### Ausgangstext
Den Unbeugsamen ein Denkmal

In "Die Stille nach dem Schuss" hat Volker Schlöndorff mit einem Seufzer dem Spießerleben von RAF-Aussteigern in der DDR nachgespürt

Wie möchstest du jetzt heißen? Und wann möchtest du Geburtstag haben?“ Die junge Frau kichert irritiert, aber der Fragesteller blickt sie mit mildem Ernst an. Sie bekomme eine neue Legende. „Es ist dein falsches Leben“, erklärt der Stasi-Offizier, „das künftig dein richtiges sein wird.“

Mit „Die Stille nach dem Schuss“ erzählt Volker Schlöndorff von der Tatsache, dass seit Anfang der Achtziger, so Schlöndorff, „eine Handvoll Terroristen in der DDR nicht nur untergetaucht war, sondern von der Stasi aufgenommen worden ist, ausgestattet mit neuen Namen und Pässen und falschen Biografien“. Seit nach dem Mauerfall diese bizarre Kollaboration der DDR mit jenen RAF-Aussteigern bekannt geworden ist, hat Schlöndorf dieses Thema fasziniert. „Ich dachte, „,sagt Schlöndorff, „das geht doch nicht zusammen, der Stasi-Staat und diese eigentlich anarchistischen Temperamente.“

Um dies zu klären, recherchierte der Regisseur mit dem ostdeutschen Drehbuchschreiber Wolfgang Kohlhaase die Biografien einiger dieser Leute nach, sprach mit ihnen gar im Gefängnis, darunter mit Inge Viett. Und während man glaubt, das Leben im spießigen Arbeiter- und Bauern-Staat müsse für jene eine härtere Strafe gewesen sein als Isolationshaft in Stammheim, stieß Schlöndorff „auf das Paradox, dass sich manche dort sehr wohl gefühlt und ihr Ideal gerettet haben, indem sie im besseren Teil von Deutschland am Aufbau des Sozialismus mitarbeiten wollten“.

### Erfasste Daten
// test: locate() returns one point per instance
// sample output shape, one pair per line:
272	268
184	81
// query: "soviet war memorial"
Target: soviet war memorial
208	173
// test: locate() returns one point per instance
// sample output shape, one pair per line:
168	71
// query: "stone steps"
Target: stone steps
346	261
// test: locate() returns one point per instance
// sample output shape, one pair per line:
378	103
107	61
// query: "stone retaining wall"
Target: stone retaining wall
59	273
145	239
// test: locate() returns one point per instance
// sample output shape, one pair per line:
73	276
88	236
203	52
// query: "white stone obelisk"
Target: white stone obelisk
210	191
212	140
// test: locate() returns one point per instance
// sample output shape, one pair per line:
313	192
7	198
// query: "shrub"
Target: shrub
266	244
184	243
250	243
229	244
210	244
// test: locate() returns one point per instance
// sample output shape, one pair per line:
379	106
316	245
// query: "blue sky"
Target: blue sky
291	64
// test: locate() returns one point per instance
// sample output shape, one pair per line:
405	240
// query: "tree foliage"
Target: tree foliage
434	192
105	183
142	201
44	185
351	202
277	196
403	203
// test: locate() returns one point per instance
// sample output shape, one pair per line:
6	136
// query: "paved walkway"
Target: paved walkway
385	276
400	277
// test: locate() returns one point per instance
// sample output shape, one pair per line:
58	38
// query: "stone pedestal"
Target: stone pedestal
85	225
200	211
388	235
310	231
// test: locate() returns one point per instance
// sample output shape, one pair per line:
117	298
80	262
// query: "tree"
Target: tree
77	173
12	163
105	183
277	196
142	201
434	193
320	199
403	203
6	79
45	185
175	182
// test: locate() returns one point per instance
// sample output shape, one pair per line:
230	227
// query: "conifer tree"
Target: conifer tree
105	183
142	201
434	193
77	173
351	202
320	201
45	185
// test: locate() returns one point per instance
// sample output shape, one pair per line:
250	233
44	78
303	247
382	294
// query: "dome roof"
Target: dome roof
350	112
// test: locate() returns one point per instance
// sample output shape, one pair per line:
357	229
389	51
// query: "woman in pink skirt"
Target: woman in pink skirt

### Aufgabe
Schreib den Artikel über Schlöndorffs Film „Die Stille nach dem Schuss“ im Anschluss an seinen letzten Satz weiter. Die Zeilen spielen hierfür keine Rolle.

### Antwort
„Alles ist so gewesen. Nichts war genau so“, liest man nun im Abspann des Films, der noch vor der ersten Aufführung im Wettbewerb der diesjährigen Berlinale seinen ersten Eklat hatte. Obwohl die Hauptfigur Rita Vogt, dargestellt von der Kinodebütantin Bibiana Beglau, ein Destillat aus mehreren Lebensläufen ist, sind die Parallelen zur Viett unübersehbar, etwa bei der Begebenheit, als Vogt/Viett aus Panik einen Pariser Polizisten erschießt. Weil Viett das „effekdiascherische und entpolitisierte“ Drehbuch missfiel und sie auch den Film nicht autorisiert habe, wollte sie Schlöndorff wegen „nicht honorierten Lebensdiebstahls“ verklagen.

Rita Vogts Terroristenleben beginnt in den „heiteren Jahren“, wie sie bei einem Banküberfall aus dem Off erklärt. Das war die Zeit „der ,Haschrebellen‘ und ,Stadtguerilla‘, sagt Schlöndorff. „Anarchisten, die mit dem gestohlenen Geld einen Kinderladen finanzieren, keine Weltrevolution starten wollten.“ Den bewaffneten Kampf, also die ganzen 70er Jahre, in denen Schlöndorff als „engagierter Linker“ mit anderen Intellektuellen und „unserer Leitfigur Heinrich Böll“ versucht hatte, „die jungen Leute nicht ganz auszugrenzen“, handelt der Film nebenbei ab mit Bildern aus dem Libanon und abgedroschener Rhetorik. So wird viel Wissen vorausgesetzt, bleiben die Utopien dieser streibaren Generation, also auch Ritas Motivation undeutlich. Sie sei „verknallt gewesen“ in einen der Terroristen, sagt sie – und Ritas Romantik ist auch die von Schlöndorff: „Natürlich ist das diese Robin-Hood-Romantik, der Weltverbesserungsgedanke – ohne dass ich damit Gewalt und Mord rechtfertigen will. Und Ritas Idealismus in der DDR-Diktatur ist auch eine unglaubliche Geschichtsblindheit“

Sie arbeitet im VEB Modedruck und scheint mit optimistischen Lächeln so angestrengt vom Sozialismus zu träumen, dass ihr der Film keinen Moment der Sehnsucht, des Zweifels gönnt In authentischer Kulisse hat Schlöndorff einen lakonischen und auch komischen Film inszeniert, der zum Song „Street Fighting Man“ der Rolling Stones etwas platt meint: Anarchie war Rock’n’Roll, die DDR eine Selbstlüge. So stirbt Rita an einer Straßensperre der Volkspolizei den Märtyrertod.